## DIRECTIONS
The answer should be the lines from the one with "Query: number 12 jersey" through the final line of the entries, restated word for word.

## DATA SHOWN
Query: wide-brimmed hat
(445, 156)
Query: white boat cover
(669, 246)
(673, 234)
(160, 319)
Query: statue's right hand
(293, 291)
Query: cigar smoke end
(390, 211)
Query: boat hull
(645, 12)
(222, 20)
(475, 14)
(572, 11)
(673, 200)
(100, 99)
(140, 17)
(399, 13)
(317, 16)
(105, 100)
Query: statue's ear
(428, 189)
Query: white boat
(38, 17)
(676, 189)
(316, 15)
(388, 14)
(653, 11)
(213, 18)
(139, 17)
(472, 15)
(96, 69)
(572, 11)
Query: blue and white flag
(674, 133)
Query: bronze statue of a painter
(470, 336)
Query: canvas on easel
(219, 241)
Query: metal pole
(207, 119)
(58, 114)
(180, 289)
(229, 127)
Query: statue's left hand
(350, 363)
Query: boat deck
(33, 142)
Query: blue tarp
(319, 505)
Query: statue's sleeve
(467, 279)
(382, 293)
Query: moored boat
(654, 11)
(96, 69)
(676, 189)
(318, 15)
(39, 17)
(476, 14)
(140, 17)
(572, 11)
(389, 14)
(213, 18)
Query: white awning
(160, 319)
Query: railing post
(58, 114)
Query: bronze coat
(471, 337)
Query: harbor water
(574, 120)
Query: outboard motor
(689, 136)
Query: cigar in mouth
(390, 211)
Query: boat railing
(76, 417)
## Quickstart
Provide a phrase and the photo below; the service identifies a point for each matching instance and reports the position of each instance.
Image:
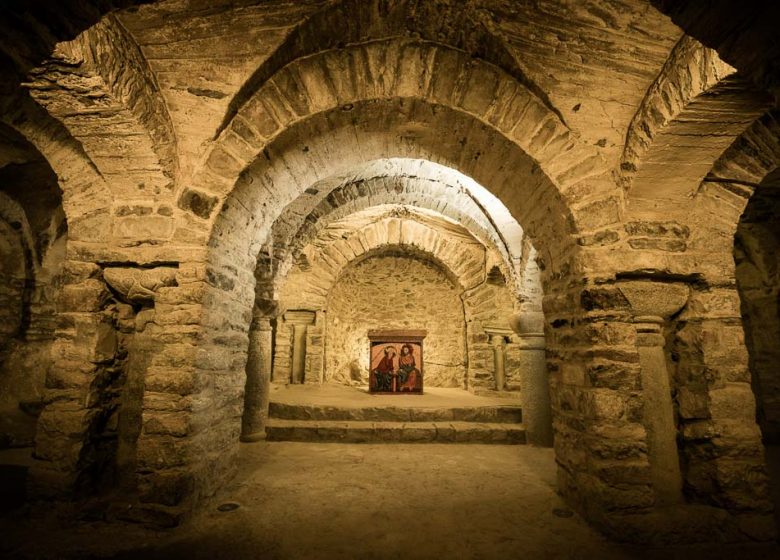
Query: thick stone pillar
(534, 382)
(498, 338)
(652, 303)
(258, 379)
(300, 321)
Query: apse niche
(33, 234)
(400, 244)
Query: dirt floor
(346, 501)
(354, 397)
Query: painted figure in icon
(407, 369)
(385, 370)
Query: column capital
(498, 335)
(300, 317)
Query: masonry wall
(758, 279)
(12, 276)
(395, 292)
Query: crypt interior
(561, 219)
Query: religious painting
(396, 361)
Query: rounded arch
(86, 199)
(410, 183)
(459, 25)
(464, 262)
(691, 113)
(411, 74)
(470, 298)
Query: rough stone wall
(395, 292)
(758, 277)
(489, 305)
(324, 114)
(12, 280)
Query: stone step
(502, 414)
(394, 432)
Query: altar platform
(337, 413)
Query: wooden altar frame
(379, 338)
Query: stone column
(258, 378)
(300, 321)
(534, 382)
(498, 338)
(652, 303)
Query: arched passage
(463, 264)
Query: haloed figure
(384, 371)
(407, 369)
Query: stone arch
(347, 22)
(463, 259)
(741, 190)
(86, 199)
(410, 99)
(693, 111)
(396, 232)
(295, 228)
(690, 70)
(424, 74)
(103, 67)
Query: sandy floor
(353, 397)
(323, 501)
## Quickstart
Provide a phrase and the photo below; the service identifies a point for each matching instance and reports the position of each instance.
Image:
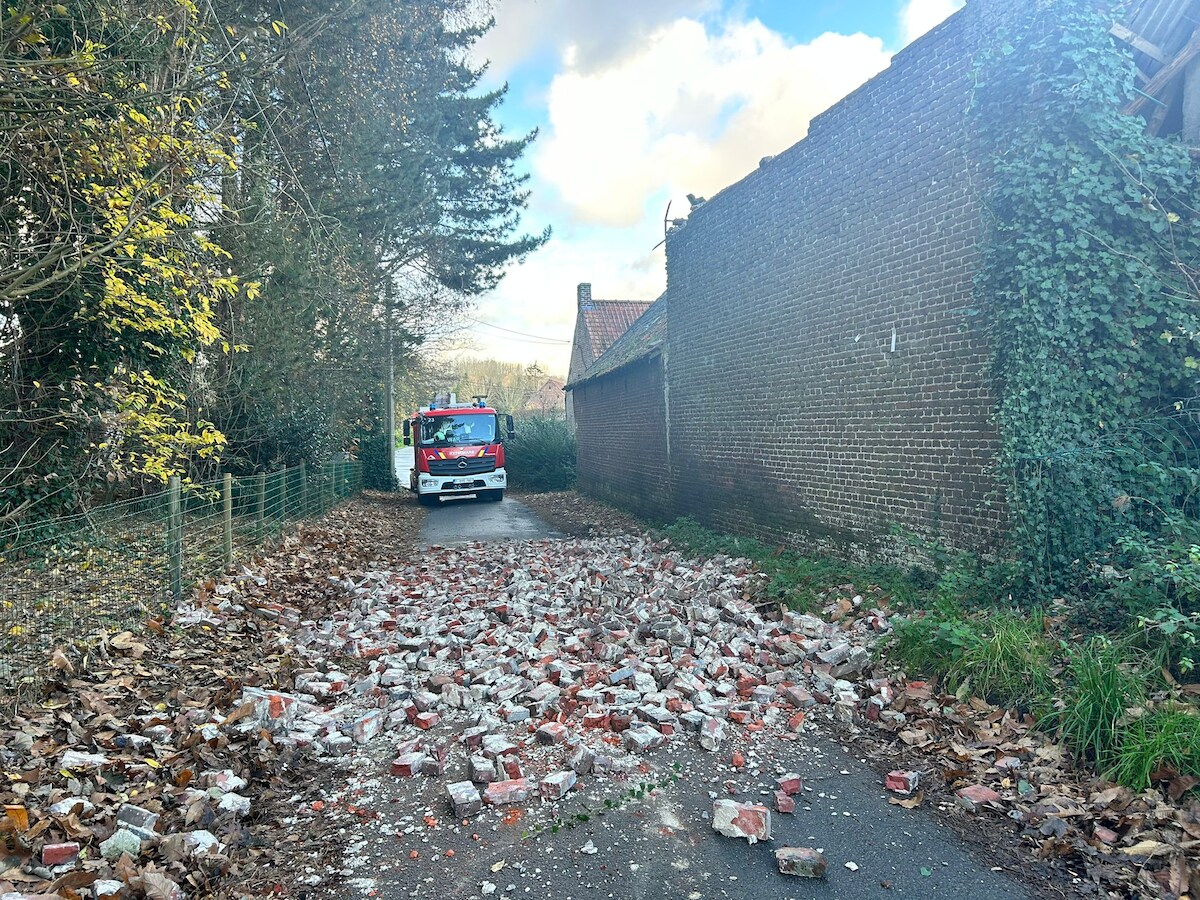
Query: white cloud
(919, 16)
(688, 112)
(598, 31)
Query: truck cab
(457, 451)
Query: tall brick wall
(621, 423)
(792, 417)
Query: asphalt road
(661, 846)
(462, 520)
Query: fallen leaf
(909, 802)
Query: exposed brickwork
(621, 421)
(792, 417)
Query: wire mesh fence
(114, 565)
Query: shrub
(1164, 738)
(793, 579)
(541, 455)
(1104, 679)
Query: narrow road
(654, 846)
(459, 521)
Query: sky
(636, 105)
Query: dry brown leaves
(159, 707)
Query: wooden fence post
(227, 516)
(175, 539)
(261, 502)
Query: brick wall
(792, 417)
(621, 423)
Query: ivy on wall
(1089, 281)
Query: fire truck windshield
(459, 430)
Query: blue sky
(639, 102)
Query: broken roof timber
(1138, 42)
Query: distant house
(598, 324)
(816, 372)
(547, 399)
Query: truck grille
(475, 466)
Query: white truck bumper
(454, 485)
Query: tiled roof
(640, 340)
(606, 321)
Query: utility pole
(389, 413)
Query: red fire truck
(457, 451)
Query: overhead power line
(522, 334)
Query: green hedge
(541, 456)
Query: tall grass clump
(541, 455)
(1002, 657)
(1104, 679)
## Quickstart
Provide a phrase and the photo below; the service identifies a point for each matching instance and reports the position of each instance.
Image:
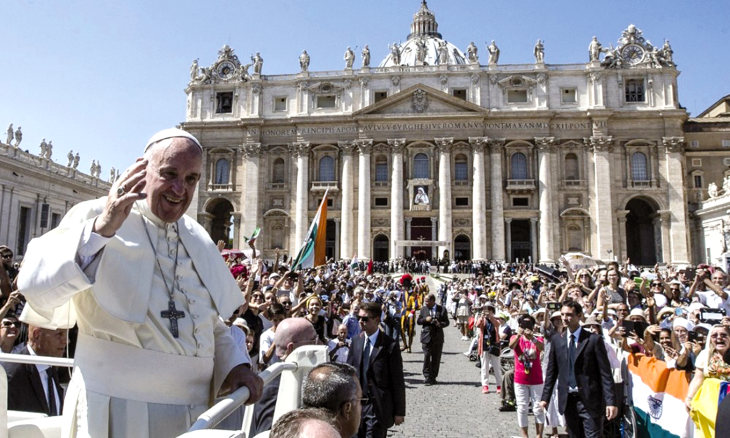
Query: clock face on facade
(225, 69)
(632, 54)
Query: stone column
(251, 156)
(601, 191)
(498, 232)
(545, 151)
(508, 238)
(444, 146)
(301, 203)
(479, 233)
(363, 199)
(396, 194)
(679, 230)
(533, 238)
(346, 227)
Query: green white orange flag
(312, 252)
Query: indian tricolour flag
(658, 395)
(312, 252)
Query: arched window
(571, 167)
(327, 169)
(381, 168)
(639, 170)
(278, 171)
(461, 171)
(518, 166)
(575, 238)
(222, 171)
(421, 166)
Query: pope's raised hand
(127, 189)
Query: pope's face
(172, 175)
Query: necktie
(52, 410)
(571, 359)
(365, 363)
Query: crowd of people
(542, 318)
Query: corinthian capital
(251, 150)
(365, 145)
(545, 144)
(673, 144)
(496, 145)
(444, 144)
(299, 149)
(397, 145)
(599, 143)
(346, 147)
(478, 143)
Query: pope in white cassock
(147, 288)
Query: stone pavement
(455, 407)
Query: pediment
(420, 99)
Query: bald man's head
(293, 333)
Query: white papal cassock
(131, 376)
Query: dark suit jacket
(386, 385)
(592, 372)
(430, 332)
(25, 390)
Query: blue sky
(100, 76)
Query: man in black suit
(35, 388)
(433, 318)
(578, 361)
(380, 369)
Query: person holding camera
(488, 328)
(528, 373)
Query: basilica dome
(424, 46)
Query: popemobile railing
(292, 371)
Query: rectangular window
(379, 95)
(520, 202)
(568, 95)
(634, 90)
(517, 96)
(459, 93)
(381, 172)
(55, 220)
(23, 230)
(224, 102)
(280, 104)
(326, 101)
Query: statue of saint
(304, 60)
(18, 137)
(421, 197)
(10, 135)
(594, 50)
(493, 53)
(349, 58)
(258, 63)
(366, 56)
(443, 53)
(394, 51)
(471, 53)
(539, 52)
(712, 190)
(194, 70)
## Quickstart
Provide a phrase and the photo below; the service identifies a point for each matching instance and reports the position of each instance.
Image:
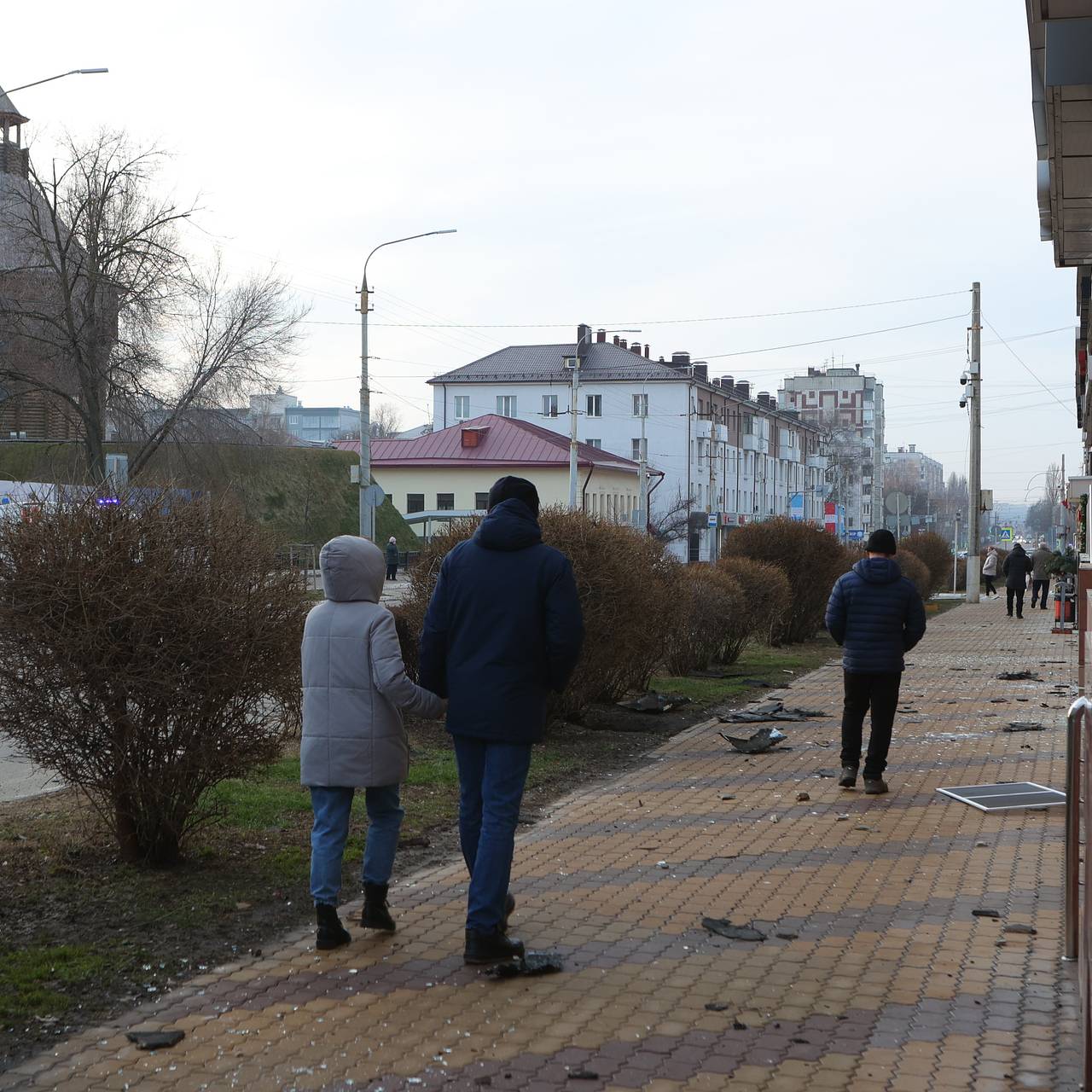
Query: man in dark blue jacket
(502, 630)
(876, 614)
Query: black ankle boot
(375, 915)
(491, 947)
(330, 932)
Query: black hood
(509, 526)
(878, 570)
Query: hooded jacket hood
(353, 569)
(878, 570)
(509, 526)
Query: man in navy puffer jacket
(503, 629)
(876, 615)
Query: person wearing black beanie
(876, 615)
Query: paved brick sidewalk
(882, 979)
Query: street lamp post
(367, 526)
(61, 75)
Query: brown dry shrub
(710, 626)
(936, 554)
(810, 558)
(150, 651)
(628, 593)
(765, 593)
(916, 572)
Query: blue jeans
(332, 812)
(491, 778)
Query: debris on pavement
(155, 1040)
(724, 928)
(775, 710)
(655, 702)
(529, 966)
(757, 743)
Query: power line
(1029, 370)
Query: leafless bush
(150, 650)
(712, 624)
(810, 558)
(765, 593)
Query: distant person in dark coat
(392, 558)
(502, 630)
(1017, 566)
(1041, 573)
(876, 614)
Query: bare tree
(108, 317)
(673, 523)
(386, 421)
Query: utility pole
(974, 410)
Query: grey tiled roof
(546, 363)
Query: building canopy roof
(546, 363)
(499, 441)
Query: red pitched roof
(503, 441)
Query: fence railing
(1077, 912)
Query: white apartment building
(726, 459)
(847, 409)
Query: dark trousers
(491, 788)
(1038, 589)
(880, 693)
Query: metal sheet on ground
(1006, 796)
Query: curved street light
(367, 526)
(61, 75)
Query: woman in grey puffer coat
(355, 689)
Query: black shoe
(491, 947)
(375, 913)
(330, 932)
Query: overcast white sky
(616, 163)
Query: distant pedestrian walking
(1018, 565)
(1041, 573)
(990, 570)
(392, 558)
(502, 630)
(355, 689)
(876, 615)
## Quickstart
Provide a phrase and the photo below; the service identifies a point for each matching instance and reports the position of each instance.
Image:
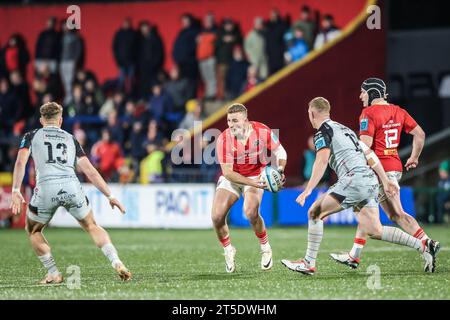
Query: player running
(242, 153)
(381, 125)
(357, 187)
(56, 153)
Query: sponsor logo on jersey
(364, 125)
(22, 143)
(274, 137)
(320, 143)
(63, 196)
(256, 143)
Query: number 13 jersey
(384, 123)
(346, 154)
(54, 151)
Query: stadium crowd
(124, 123)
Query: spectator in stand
(255, 48)
(192, 116)
(48, 47)
(76, 106)
(227, 38)
(184, 52)
(114, 103)
(252, 79)
(160, 105)
(129, 118)
(154, 135)
(151, 167)
(22, 92)
(150, 57)
(124, 48)
(115, 128)
(107, 156)
(237, 74)
(16, 55)
(91, 106)
(205, 56)
(91, 88)
(71, 54)
(179, 89)
(9, 112)
(307, 25)
(82, 76)
(328, 31)
(46, 82)
(137, 143)
(443, 195)
(297, 47)
(275, 46)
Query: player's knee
(218, 219)
(251, 214)
(374, 232)
(90, 226)
(313, 213)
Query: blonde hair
(237, 107)
(50, 110)
(320, 104)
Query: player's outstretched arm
(418, 142)
(281, 158)
(319, 167)
(97, 180)
(227, 171)
(19, 171)
(390, 187)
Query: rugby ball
(272, 178)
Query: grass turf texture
(188, 264)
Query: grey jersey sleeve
(78, 149)
(322, 138)
(26, 140)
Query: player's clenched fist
(16, 202)
(116, 203)
(302, 197)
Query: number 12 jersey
(54, 151)
(384, 123)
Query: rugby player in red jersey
(381, 124)
(242, 151)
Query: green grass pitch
(188, 264)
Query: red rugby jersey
(249, 159)
(384, 123)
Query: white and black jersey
(54, 151)
(346, 154)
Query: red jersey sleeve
(271, 137)
(366, 124)
(409, 123)
(223, 150)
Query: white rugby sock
(49, 263)
(111, 253)
(395, 235)
(358, 245)
(315, 234)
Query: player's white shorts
(393, 176)
(356, 190)
(49, 196)
(235, 188)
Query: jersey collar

## OUTPUT BELOW
Query: number 12 jersey
(54, 151)
(384, 123)
Query: rugby player in red jersey
(381, 124)
(242, 151)
Query: green grass pitch
(188, 264)
Query: red rugby jersey
(249, 159)
(384, 123)
Query: white and black jersey
(54, 151)
(346, 154)
Query: red jersey sleeve
(271, 137)
(366, 124)
(409, 123)
(223, 150)
Query: white rugby sock
(49, 263)
(111, 253)
(395, 235)
(358, 245)
(315, 234)
Query: player's white shorts
(393, 176)
(356, 190)
(49, 196)
(235, 188)
Query: jersey collar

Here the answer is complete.